■ **OBJECTIVE**
Count how many lines in the items below contain the string "blue" and reply with the number alone.

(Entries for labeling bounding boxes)
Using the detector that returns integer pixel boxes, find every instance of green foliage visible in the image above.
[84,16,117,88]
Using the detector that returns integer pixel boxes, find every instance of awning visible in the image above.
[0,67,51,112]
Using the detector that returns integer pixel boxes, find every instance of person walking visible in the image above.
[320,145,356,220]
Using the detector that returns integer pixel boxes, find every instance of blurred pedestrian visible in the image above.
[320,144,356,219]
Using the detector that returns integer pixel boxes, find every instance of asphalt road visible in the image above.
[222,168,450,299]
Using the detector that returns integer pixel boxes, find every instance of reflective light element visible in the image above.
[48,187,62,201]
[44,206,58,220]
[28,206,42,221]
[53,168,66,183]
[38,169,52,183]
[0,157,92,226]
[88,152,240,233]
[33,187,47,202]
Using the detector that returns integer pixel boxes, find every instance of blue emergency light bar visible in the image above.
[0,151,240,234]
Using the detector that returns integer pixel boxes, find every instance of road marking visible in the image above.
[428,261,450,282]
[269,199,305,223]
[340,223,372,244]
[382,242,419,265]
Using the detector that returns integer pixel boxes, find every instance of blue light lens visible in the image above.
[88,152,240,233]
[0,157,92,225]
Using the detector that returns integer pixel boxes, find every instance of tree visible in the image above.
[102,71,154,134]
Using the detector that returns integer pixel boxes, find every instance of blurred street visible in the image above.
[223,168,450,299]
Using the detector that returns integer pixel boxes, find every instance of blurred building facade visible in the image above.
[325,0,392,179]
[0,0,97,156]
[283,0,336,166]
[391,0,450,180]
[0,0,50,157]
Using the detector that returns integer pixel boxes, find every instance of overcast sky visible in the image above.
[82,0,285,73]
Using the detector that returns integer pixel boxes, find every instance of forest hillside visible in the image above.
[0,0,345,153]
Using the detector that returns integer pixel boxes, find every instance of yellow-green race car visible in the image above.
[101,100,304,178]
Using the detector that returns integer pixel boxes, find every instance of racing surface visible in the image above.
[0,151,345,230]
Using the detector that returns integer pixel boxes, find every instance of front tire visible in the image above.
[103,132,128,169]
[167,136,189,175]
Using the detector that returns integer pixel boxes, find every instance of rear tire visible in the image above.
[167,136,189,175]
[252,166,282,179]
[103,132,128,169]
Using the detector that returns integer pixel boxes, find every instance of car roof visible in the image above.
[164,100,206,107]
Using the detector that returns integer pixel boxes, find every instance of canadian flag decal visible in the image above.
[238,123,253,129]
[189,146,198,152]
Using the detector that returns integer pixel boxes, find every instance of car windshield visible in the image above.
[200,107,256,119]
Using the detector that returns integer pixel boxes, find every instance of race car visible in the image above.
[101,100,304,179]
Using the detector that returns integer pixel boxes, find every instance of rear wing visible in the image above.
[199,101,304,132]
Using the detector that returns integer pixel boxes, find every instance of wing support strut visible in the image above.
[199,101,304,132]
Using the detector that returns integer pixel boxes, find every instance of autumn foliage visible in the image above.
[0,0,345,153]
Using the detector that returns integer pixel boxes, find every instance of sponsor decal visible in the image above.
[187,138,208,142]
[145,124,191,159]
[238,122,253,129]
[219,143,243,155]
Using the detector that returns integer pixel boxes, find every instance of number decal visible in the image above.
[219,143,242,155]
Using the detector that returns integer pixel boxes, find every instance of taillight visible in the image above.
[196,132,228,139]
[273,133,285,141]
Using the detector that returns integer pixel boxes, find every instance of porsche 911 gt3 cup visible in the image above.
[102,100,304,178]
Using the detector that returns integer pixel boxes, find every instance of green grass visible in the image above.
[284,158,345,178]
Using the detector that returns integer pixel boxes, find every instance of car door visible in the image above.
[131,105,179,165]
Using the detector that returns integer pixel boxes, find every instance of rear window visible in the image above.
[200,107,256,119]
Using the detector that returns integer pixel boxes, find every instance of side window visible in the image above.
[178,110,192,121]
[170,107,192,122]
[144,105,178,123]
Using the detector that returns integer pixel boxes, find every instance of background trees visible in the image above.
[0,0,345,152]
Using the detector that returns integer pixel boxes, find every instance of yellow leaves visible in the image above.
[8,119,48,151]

■ **EXERCISE OUTPUT**
2